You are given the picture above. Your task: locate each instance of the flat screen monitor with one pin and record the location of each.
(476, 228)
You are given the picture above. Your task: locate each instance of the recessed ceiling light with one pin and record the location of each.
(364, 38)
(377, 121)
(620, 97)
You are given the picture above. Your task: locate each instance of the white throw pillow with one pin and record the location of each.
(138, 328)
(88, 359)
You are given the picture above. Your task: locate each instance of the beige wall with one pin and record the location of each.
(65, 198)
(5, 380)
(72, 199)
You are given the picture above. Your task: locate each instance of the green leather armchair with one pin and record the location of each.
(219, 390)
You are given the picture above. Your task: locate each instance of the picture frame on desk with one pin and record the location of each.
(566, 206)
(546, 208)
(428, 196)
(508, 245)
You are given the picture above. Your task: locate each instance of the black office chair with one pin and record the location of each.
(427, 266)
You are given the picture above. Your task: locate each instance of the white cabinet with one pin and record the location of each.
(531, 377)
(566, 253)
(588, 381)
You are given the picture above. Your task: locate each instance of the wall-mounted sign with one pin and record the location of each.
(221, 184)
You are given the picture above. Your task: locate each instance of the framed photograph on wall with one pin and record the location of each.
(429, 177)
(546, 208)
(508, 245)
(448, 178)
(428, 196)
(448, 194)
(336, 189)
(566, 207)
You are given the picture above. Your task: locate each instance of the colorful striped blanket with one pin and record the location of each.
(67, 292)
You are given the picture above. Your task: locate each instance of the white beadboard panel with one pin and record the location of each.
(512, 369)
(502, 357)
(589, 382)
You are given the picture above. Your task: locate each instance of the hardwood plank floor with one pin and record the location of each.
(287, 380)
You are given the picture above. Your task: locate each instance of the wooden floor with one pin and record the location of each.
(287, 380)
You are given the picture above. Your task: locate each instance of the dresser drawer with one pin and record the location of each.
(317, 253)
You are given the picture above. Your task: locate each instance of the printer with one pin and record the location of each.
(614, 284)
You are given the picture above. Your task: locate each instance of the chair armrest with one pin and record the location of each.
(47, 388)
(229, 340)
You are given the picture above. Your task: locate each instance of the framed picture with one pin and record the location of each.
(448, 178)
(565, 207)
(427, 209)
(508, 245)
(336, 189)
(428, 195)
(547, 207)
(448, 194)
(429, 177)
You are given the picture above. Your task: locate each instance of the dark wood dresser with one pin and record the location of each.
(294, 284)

· · ·

▶ _Work required_
The material above must be returned word for word, complete.

▶ _Answer to the exercise_
You are given the picture above. Your task: locate each instance of the flat screen monitor with one pin and record the location of each.
(476, 228)
You are given the picture above. Your task: locate each instance of the recessed ceiling light with one pin and record the location of each.
(364, 38)
(377, 121)
(620, 97)
You are given the picture above. Your task: locate each instance of the white throw pillow with one pin and record the location of each.
(138, 328)
(88, 359)
You are given the picture above. Your task: locate each instance of the beige wall with one pin and record the location of each.
(65, 198)
(5, 380)
(72, 199)
You are given the picture above. Your task: locate each instance of the green leather armchair with one pin and record the location of each.
(219, 390)
You are given the picture above. Your task: locate each instance of the picture frame on desk with one pin and record the location of each.
(566, 206)
(546, 208)
(428, 196)
(508, 245)
You are given the picture above. Your task: locate each instance of the black office chair with one pin and record the location of each.
(427, 266)
You are given the picture above. Your task: locate each instance of the white cabinet with one pin and record the location of each.
(531, 377)
(566, 253)
(588, 381)
You are given the picture above. Your task: locate each instance of the wall-mounted sign with one pin and record the location of each.
(221, 184)
You are given the picture above. Your task: locate each instance of the framed photograph on wall with one pin and record the location of each.
(429, 177)
(546, 208)
(508, 245)
(448, 178)
(428, 196)
(448, 194)
(336, 189)
(566, 207)
You are given the picture above. Your task: locate each instance of the colorful striped blanket with one pin and record the location of each.
(67, 292)
You are given the picture above. Your task: locate each instance of the white beadboard panel with one pin and record the location of each.
(512, 369)
(502, 357)
(589, 382)
You are given the picture above. Your task: locate each instance of the hardwood plank floor with one pin and record the location of each.
(287, 380)
You are given the picture above. Your task: locate each instance of the wooden floor with one pin and record the location of each.
(287, 380)
You are given the picture above. Your task: locate each instance of the dresser drawer with one pin and record the location of each.
(317, 253)
You are given the picture above. Your task: locate each instance of the printer with one pin and record the location of each.
(614, 284)
You are given the picture above. Your task: locate each instance of the chair armrest with one pin and record the location of each.
(47, 388)
(229, 340)
You are given the picture above. Your task: locate each instance of the framed picture with one pin and record the location of each.
(448, 178)
(565, 207)
(427, 209)
(508, 245)
(336, 189)
(428, 195)
(547, 207)
(448, 194)
(429, 177)
You are given the picture above. Your task: locate each instance of the dark wood dresser with one pin and record the location of each.
(294, 284)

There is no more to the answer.